Copy each of the rows below word for word.

++++++++

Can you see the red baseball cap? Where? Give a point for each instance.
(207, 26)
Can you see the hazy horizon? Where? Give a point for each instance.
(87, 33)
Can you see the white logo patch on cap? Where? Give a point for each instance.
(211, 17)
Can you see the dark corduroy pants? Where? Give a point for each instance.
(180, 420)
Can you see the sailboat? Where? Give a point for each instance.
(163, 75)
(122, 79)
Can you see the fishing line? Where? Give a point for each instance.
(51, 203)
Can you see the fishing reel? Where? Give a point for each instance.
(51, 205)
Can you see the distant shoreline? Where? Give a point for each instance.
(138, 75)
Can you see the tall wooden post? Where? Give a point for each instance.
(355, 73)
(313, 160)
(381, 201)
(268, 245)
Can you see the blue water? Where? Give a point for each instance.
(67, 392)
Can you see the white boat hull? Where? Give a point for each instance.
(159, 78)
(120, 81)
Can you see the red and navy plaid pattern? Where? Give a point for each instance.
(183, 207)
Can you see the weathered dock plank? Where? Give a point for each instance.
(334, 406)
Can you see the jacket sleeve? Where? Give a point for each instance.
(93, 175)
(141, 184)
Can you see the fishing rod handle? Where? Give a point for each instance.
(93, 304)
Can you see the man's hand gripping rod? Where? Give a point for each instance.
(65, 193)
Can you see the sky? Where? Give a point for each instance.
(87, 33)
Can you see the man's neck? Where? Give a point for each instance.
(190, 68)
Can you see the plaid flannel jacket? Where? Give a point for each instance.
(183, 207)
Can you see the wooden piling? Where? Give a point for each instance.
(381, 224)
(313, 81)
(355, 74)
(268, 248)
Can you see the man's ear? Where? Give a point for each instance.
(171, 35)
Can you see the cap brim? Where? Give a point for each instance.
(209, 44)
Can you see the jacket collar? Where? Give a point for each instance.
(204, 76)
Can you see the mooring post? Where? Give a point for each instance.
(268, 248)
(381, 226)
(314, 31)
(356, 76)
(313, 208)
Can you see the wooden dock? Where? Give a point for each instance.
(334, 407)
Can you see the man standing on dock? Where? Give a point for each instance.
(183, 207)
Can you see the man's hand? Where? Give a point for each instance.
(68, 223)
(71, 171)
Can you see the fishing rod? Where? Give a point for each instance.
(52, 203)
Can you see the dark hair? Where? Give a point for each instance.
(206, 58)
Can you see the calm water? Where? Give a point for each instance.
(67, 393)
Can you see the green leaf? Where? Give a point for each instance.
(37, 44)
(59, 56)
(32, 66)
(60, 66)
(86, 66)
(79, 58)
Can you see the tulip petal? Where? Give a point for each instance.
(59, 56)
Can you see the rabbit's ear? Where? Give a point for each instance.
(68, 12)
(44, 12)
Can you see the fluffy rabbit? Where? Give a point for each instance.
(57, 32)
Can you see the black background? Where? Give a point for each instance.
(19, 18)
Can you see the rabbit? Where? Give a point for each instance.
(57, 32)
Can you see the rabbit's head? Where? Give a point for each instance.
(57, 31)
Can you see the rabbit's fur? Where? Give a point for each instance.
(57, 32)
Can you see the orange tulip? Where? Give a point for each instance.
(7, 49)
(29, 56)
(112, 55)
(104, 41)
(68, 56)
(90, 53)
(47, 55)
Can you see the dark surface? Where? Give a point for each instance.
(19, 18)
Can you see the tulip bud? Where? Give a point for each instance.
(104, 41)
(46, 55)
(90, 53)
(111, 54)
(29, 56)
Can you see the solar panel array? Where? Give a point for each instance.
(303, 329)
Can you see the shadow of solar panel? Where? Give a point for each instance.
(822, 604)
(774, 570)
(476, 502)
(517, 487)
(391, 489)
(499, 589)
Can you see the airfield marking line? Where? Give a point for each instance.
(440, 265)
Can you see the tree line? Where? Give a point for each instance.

++++++++

(SOLUTION TO THE PROBLEM)
Can you see the red baseball cap? Where? Give a point for each instance.
(207, 26)
Can you see the hazy horizon? Where? Give a point for each instance.
(87, 33)
Can you see the white logo patch on cap? Where? Give a point for each instance.
(211, 17)
Can you see the dark corduroy pants? Where? Give a point for each instance.
(180, 420)
Can you see the sailboat? Where? Give a point for each instance.
(163, 75)
(122, 79)
Can you see the fishing line? Where? Give a point for each instance.
(51, 203)
Can you see the fishing reel? Where? Give a point for each instance.
(51, 205)
Can you see the distant shoreline? Where? Give a point for each instance.
(138, 75)
Can you see the tall wooden post? Where? Give a point for each instance.
(355, 73)
(313, 160)
(381, 201)
(268, 245)
Can you see the blue water? Where? Give a point for each instance.
(67, 392)
Can you see the white boat hull? Where? Give a point for each instance.
(159, 78)
(120, 81)
Can you see the red and navy plaid pattern? Where? Give a point for each instance.
(183, 207)
Can you see the weathered dock plank? Where? Give a point for each instance.
(334, 406)
Can you see the jacket sleeve? Where? Give a point for each instance.
(93, 175)
(141, 184)
Can you see the fishing rod handle? Where? Give a point for each instance.
(93, 304)
Can you see the man's hand gripping rod? Where? Give a point for each instance.
(65, 193)
Can you see the sky? Where? Give a point for each instance.
(87, 33)
Can you see the man's neck? Where? Give a point for each instance.
(190, 68)
Can you see the plaid flannel jacket? Where? Give a point for each instance.
(183, 207)
Can you see the wooden piling? Where? Give a point for each instance.
(381, 224)
(313, 81)
(355, 74)
(268, 248)
Can you see the man's ear? Where? Give a point for each instance.
(171, 35)
Can you see the cap brim? Where? Give a point for each instance.
(209, 44)
Can you see the jacket collar? Where? Give a point for each instance.
(204, 76)
Can you see the mooring post? Where? Give a point for each instance.
(268, 248)
(381, 226)
(314, 31)
(356, 76)
(313, 208)
Can you see the wooden dock? Where? Give a point for each instance.
(334, 407)
Can you see the man standing on dock? Where? Give a point for each instance.
(183, 207)
Can you see the man's hand? Where? Give a point for each instance.
(68, 223)
(71, 171)
Can you see the fishing rod? Where? Give a point for each instance.
(52, 203)
Can you see the dark hair? Where? Give a point for each instance.
(206, 58)
Can you see the calm water? Where? Give a point for each instance.
(67, 393)
Can you see the green leaf? Where? Give a point for each instance.
(37, 44)
(59, 56)
(32, 66)
(60, 66)
(86, 66)
(79, 58)
Can you see the tulip petal? Where? Give a point for each instance.
(59, 56)
Can you see the rabbit's ear? Where? Give a point for each instance.
(68, 12)
(44, 12)
Can you see the fluffy rabbit? Where? Give a point for each instance.
(57, 32)
Can you see the black background? Where? Give a point for each instance.
(19, 18)
Can you see the rabbit? Where? Give a point for each instance.
(57, 32)
Can you see the rabbit's head? Where? Give a point for each instance.
(57, 31)
Can you see the rabbit's fur? Where? Give a point for each instance.
(57, 32)
Can you see the orange tulip? Where? Give a point for each instance.
(7, 49)
(29, 56)
(112, 55)
(104, 41)
(68, 56)
(90, 53)
(47, 55)
Can you see the dark surface? Where? Give a point for each instance.
(19, 18)
Can you see the tulip bud? Where? Give a point for each instance.
(104, 41)
(46, 55)
(90, 53)
(111, 54)
(29, 56)
Can you see the solar panel array? Where? Give a point for each instance.
(303, 329)
Can you see the shadow of solar panel? Where? Give a point for each instance.
(822, 604)
(774, 570)
(476, 502)
(517, 487)
(391, 489)
(499, 589)
Can you see the airfield marking line? Where? Give a point for each instance.
(440, 265)
Can you see the tree line? Where? Give a point for each instance.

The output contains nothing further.